- EXERCISE -
Once the line containing "Place a point on the wispy" is found in the entries below, reproduce it and every line after it, stopping at and including the line containing "[[192, 279]]"; reproduce nothing else, and keep each line exact.

- INFORMATION PROVIDED -
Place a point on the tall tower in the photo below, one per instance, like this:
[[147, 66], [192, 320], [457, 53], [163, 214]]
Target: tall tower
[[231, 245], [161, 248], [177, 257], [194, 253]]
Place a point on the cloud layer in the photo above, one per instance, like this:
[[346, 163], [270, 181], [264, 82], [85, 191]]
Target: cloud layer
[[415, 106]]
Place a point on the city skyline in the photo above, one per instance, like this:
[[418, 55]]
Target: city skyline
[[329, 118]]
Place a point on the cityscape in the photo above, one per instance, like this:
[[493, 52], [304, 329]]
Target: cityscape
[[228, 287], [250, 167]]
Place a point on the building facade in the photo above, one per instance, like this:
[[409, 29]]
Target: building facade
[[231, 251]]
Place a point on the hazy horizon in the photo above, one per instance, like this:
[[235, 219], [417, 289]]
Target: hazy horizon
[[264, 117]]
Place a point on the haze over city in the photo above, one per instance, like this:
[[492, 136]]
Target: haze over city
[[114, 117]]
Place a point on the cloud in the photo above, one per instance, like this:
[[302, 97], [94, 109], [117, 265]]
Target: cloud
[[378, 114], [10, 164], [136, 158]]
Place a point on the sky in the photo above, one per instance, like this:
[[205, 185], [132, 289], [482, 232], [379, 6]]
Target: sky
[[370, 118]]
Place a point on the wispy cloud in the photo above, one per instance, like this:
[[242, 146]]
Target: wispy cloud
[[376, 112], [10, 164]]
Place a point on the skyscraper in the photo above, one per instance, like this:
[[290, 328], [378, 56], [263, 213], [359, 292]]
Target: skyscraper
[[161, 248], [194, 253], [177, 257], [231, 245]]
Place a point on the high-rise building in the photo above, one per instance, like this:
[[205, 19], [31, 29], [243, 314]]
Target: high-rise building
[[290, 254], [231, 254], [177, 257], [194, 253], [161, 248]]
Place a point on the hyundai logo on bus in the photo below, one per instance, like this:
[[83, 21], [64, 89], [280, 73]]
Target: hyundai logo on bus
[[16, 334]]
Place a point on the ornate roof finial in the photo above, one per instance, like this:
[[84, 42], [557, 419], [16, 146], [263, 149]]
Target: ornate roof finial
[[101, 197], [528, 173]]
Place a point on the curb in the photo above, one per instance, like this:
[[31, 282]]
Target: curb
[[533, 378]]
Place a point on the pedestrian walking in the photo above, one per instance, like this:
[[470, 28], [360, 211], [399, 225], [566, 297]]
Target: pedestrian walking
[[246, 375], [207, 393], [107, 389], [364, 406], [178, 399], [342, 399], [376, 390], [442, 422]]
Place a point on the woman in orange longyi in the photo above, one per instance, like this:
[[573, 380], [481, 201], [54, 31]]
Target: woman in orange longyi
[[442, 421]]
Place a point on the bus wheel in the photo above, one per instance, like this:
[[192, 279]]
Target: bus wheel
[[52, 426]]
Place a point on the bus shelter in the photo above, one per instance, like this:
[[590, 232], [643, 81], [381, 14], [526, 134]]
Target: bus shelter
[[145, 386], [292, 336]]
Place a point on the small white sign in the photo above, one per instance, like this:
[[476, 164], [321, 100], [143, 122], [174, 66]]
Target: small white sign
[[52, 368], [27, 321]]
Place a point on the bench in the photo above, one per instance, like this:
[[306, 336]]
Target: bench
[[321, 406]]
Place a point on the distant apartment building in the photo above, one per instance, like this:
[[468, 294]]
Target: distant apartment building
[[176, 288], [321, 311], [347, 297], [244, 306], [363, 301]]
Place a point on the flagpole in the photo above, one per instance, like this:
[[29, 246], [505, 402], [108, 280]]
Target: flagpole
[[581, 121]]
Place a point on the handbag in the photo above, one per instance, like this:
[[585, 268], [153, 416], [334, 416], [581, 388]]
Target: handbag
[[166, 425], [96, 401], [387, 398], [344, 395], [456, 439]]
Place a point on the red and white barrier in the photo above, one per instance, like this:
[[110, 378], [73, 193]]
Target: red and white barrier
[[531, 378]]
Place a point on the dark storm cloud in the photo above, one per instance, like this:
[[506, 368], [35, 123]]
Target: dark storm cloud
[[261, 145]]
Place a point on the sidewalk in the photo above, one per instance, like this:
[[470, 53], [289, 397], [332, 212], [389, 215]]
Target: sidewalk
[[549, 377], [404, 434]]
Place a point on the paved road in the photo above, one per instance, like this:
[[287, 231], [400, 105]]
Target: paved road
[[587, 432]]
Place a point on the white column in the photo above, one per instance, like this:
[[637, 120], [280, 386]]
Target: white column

- EXERCISE OUTPUT -
Place a point on the wispy cloud in the photo above, one per instance, like this:
[[242, 146]]
Target: wispy cloud
[[376, 112], [10, 164]]
Place a point on the skyscraper in the photo above, one per instance, like this:
[[290, 328], [378, 56], [263, 213], [359, 292]]
Target: skyscraper
[[161, 248], [194, 253], [177, 257], [231, 245]]
Place a point on the high-rise building in the photo above, one per instance, like this:
[[205, 19], [31, 29], [243, 314]]
Target: high-rise building
[[290, 254], [231, 254], [177, 257], [194, 253], [161, 248]]
Place a point on the hyundai logo on bus in the photo below, one per instance, like this:
[[83, 21], [64, 89], [280, 73]]
Target: hyundai logo on bus
[[16, 334]]
Place a point on the ornate roof finial in the photo above, one per instance, like this:
[[84, 42], [557, 419], [16, 146], [263, 149]]
Target: ornate roof finial
[[101, 197], [528, 173]]
Place a point on the curb in the photo above, one per instance, like this:
[[31, 282]]
Target: curb
[[533, 378]]
Place a point on the pedestrian walking in the photo above, one per instance, like this:
[[470, 28], [360, 211], [399, 225], [566, 297]]
Target: pedestrian walking
[[246, 375], [207, 393], [107, 389], [364, 406], [178, 399], [342, 399], [376, 390], [442, 422]]
Place a point on the woman in orange longyi in the photo above, one per instance, like this:
[[573, 380], [481, 201], [54, 31]]
Target: woman in orange longyi
[[442, 421]]
Place a point on the bus wheel in the photo above, one per instance, like this:
[[192, 279]]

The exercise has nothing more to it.